--- Source data ---

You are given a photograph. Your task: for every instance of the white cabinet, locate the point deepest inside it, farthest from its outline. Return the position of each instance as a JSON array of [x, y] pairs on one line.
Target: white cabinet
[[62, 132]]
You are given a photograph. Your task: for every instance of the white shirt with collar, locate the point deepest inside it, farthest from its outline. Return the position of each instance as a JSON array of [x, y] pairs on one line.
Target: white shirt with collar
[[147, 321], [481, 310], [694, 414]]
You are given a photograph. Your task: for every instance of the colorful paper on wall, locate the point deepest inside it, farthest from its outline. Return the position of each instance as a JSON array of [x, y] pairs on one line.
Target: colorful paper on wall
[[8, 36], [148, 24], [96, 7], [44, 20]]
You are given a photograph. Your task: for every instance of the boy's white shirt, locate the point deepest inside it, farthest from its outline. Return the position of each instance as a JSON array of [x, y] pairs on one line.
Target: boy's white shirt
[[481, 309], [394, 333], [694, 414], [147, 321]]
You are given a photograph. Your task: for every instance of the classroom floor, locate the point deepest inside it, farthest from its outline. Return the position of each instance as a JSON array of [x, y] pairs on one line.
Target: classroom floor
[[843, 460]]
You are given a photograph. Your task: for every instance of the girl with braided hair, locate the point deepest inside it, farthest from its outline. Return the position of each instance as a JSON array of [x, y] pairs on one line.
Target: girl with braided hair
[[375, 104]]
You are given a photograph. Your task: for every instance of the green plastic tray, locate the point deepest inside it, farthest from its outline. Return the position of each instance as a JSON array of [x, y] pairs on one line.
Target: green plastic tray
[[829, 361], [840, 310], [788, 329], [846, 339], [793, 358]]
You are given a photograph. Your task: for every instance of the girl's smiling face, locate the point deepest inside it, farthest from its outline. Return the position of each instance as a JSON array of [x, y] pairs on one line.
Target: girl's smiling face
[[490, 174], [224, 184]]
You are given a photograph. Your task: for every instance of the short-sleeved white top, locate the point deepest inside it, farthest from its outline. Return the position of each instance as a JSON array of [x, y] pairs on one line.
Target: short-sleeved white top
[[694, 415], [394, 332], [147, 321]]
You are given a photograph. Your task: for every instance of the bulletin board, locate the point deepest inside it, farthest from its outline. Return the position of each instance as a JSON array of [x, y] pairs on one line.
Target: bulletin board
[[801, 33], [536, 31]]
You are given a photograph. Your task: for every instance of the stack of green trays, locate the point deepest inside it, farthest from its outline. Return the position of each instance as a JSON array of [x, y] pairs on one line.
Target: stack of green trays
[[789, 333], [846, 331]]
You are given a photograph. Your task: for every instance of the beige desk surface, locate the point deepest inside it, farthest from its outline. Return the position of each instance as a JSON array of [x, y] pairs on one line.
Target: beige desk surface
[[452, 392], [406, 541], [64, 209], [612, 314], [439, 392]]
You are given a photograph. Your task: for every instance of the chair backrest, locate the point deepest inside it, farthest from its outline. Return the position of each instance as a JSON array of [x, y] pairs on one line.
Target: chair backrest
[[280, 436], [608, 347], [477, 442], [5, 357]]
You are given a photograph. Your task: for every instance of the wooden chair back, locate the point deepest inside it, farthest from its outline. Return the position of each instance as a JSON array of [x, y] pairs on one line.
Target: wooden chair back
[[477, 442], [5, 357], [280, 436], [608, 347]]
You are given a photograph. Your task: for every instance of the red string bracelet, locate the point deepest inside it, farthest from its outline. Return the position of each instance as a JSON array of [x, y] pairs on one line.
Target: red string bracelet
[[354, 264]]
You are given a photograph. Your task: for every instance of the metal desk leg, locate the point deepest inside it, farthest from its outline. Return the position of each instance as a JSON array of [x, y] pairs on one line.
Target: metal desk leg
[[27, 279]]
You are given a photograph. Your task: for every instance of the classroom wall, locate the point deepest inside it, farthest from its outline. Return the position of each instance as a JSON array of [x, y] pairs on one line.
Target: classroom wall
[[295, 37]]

---

Description of the task -> Copy the data from the start through the line containing "[[147, 321], [481, 310], [694, 414]]", raising every x and y coordinate in the answer lists by 76. Leave every other line as it stands.

Output for this task ->
You are given a photograph. Your task: for every instance of the white cabinet, locate the point deepest inside it, farthest from its outline. Return the position of each instance as a JSON array of [x, y] pairs on one line.
Target: white cabinet
[[138, 208]]
You are given a photograph. Your task: for every instance of the white shirt with collar, locate the point deepest inside it, farthest from its outline. Return the position of each instance as a JSON array of [x, y] pairs on one line.
Target: white shirt with collar
[[223, 397], [557, 386], [770, 490]]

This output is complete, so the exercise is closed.